Required work: Repeat only the lines below that run from the line with "the gray area" to the line with "of the riverbank", ends included; skip every picture.

Records for the exercise:
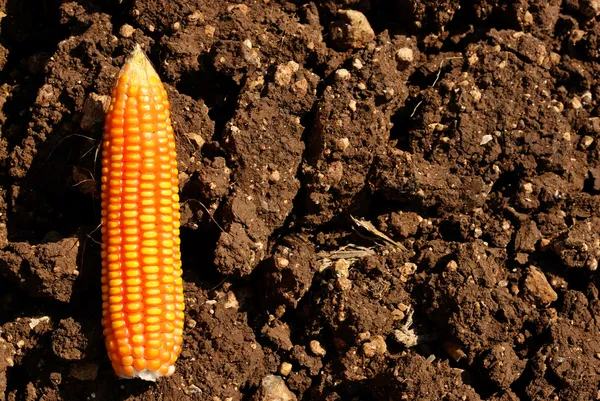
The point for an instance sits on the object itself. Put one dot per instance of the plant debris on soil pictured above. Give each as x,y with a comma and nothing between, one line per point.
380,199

--

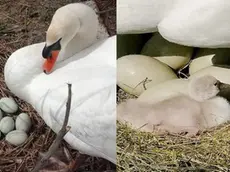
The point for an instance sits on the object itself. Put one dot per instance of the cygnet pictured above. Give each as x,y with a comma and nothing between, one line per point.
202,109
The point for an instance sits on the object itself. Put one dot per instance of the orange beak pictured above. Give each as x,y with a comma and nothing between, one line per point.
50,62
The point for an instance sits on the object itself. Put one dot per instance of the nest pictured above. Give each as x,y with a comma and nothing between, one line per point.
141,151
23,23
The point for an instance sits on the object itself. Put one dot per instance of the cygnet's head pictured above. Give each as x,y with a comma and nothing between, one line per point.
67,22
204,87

--

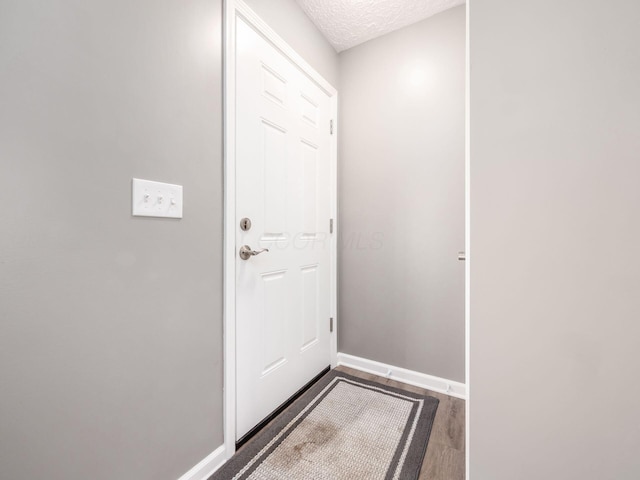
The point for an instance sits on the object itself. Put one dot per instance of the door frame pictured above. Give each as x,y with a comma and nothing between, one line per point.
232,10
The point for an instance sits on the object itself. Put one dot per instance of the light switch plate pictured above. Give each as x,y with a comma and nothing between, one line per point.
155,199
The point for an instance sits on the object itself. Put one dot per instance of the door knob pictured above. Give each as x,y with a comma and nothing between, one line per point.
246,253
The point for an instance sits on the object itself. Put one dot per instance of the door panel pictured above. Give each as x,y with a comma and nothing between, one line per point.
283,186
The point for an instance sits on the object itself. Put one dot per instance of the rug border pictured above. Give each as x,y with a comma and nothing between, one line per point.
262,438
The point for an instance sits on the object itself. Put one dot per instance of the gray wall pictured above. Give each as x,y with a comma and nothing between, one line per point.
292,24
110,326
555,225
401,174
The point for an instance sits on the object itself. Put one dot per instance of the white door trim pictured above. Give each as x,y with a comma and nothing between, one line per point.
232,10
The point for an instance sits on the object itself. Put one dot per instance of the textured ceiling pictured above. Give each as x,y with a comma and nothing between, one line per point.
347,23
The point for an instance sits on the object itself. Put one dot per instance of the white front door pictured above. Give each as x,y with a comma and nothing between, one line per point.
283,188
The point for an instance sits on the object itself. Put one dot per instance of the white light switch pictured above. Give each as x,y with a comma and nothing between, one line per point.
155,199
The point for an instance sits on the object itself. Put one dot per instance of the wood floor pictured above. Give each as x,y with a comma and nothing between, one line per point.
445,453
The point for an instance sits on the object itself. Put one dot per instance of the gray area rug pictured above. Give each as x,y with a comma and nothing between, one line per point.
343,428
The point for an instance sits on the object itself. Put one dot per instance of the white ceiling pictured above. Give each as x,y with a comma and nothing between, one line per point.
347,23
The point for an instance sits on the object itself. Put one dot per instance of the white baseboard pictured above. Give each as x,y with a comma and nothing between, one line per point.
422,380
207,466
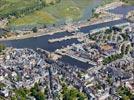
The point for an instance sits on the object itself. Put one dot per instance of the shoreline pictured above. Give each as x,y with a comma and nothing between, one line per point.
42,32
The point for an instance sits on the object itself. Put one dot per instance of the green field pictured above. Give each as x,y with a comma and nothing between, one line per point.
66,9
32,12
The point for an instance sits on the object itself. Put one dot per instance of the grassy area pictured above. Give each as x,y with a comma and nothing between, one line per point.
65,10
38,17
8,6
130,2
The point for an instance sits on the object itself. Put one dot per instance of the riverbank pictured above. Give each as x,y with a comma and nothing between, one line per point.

Reply:
The point for an instance sits on the object itself. Put one dot per instance of the gray area rug pictured above. Give each as x,y with a comma and nothing between, one line per point.
343,428
The point for an instance sits on the object itself. Put one dot per instance of the white ceiling pictured above. Give each as x,y with a comma and nothing between, one line per point.
347,23
The point for an instance sits on the object itself. Put one dot per instance of the white baseboard pictured above. Give each as x,y with a comma and nothing between, one line per point.
422,380
207,466
The point for an instance sits on the object itself. Put one dot per instance of the shoreline pictured above. Give each as x,y with a comma and nothing between, one line per point.
42,32
The point for an instance sits on the object itself. Put one dot per instance of the green field pictured above. Give each as x,y with a comma and nothing between, one line per point.
66,9
32,12
The point for an instance sits on the object itself. Put one dot per instance of the grassy area pictured above. Give each as x,y with a comma and nothing between, one line per point.
65,10
38,17
8,6
130,2
The point for an instance sits on the object itself. Put one dot per instance of the riverbank pictured above. Give each as x,y with a comma and nothing between, one line per point.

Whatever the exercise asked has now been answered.